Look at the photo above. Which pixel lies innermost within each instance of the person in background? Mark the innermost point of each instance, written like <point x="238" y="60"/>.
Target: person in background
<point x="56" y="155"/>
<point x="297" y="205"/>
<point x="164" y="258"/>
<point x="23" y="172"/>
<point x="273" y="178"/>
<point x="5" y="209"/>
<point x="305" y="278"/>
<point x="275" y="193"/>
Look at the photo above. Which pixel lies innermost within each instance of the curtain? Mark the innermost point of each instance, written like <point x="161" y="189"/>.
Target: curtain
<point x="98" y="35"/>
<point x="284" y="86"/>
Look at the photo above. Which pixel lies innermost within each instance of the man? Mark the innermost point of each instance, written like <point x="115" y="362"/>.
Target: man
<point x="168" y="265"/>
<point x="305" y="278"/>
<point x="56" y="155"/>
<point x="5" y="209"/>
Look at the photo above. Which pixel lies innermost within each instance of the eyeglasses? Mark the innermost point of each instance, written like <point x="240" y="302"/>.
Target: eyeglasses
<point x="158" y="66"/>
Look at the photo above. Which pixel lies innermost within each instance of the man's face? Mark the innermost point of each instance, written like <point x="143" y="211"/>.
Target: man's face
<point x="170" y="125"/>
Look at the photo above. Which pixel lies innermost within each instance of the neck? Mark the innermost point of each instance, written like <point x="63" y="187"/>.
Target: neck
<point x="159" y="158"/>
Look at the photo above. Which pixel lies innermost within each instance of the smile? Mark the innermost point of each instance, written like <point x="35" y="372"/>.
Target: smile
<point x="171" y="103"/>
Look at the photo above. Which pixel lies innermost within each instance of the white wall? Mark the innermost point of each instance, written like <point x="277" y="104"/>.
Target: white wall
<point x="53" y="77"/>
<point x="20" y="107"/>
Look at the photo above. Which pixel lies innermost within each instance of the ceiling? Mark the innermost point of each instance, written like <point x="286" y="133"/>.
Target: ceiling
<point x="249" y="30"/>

········

◆ REQUIRED TASK
Your task is to give the records above again, exactly.

◆ REPLY
Look at the photo above. Which pixel lies innermost within each instance of the person in background? Mark the innermost point of each instance, written like <point x="238" y="60"/>.
Target: person in background
<point x="56" y="155"/>
<point x="297" y="205"/>
<point x="164" y="258"/>
<point x="23" y="172"/>
<point x="273" y="178"/>
<point x="5" y="209"/>
<point x="305" y="278"/>
<point x="275" y="193"/>
Look at the photo above. Which pixel lies innermost within each instance of the curtain? Mark the innermost point of each instance, written like <point x="161" y="189"/>.
Target: curtain
<point x="98" y="35"/>
<point x="284" y="86"/>
Look at the photo above. Which pixel lies innermost within each instance of the man? Mark the innermost point of each instance, written like <point x="115" y="362"/>.
Target: man
<point x="168" y="265"/>
<point x="305" y="278"/>
<point x="56" y="155"/>
<point x="5" y="209"/>
Look at the photo above. Which pixel lies innermost within each instance of the eyeglasses? Mark the innermost point of each instance, written like <point x="240" y="302"/>.
Target: eyeglasses
<point x="158" y="66"/>
Look at the photo above. Which pixel lies innermost within each instance of the man's face? Mark the innermost point of each instance, written like <point x="143" y="211"/>.
Target: man's face
<point x="170" y="125"/>
Look at the photo above. Which pixel lies innermost within each instance of the neck? Mark the innermost point of each instance, written like <point x="63" y="187"/>.
Target: neck
<point x="159" y="158"/>
Look at the photo above. Which pixel lies innermost within each instance of the smile? Mark the innermost point of each instance, written like <point x="35" y="372"/>.
Target: smile
<point x="171" y="103"/>
Look at the photo above. Which pixel lies innermost within each instance of the white wall? Mark the innermost point of each instance, written like <point x="277" y="104"/>.
Target: white wall
<point x="53" y="77"/>
<point x="20" y="107"/>
Look at the photo above. Which pixel lies innermost within each instance of the ceiling? Mark the innermost point of each instance, written like <point x="286" y="133"/>.
Target: ceiling
<point x="249" y="30"/>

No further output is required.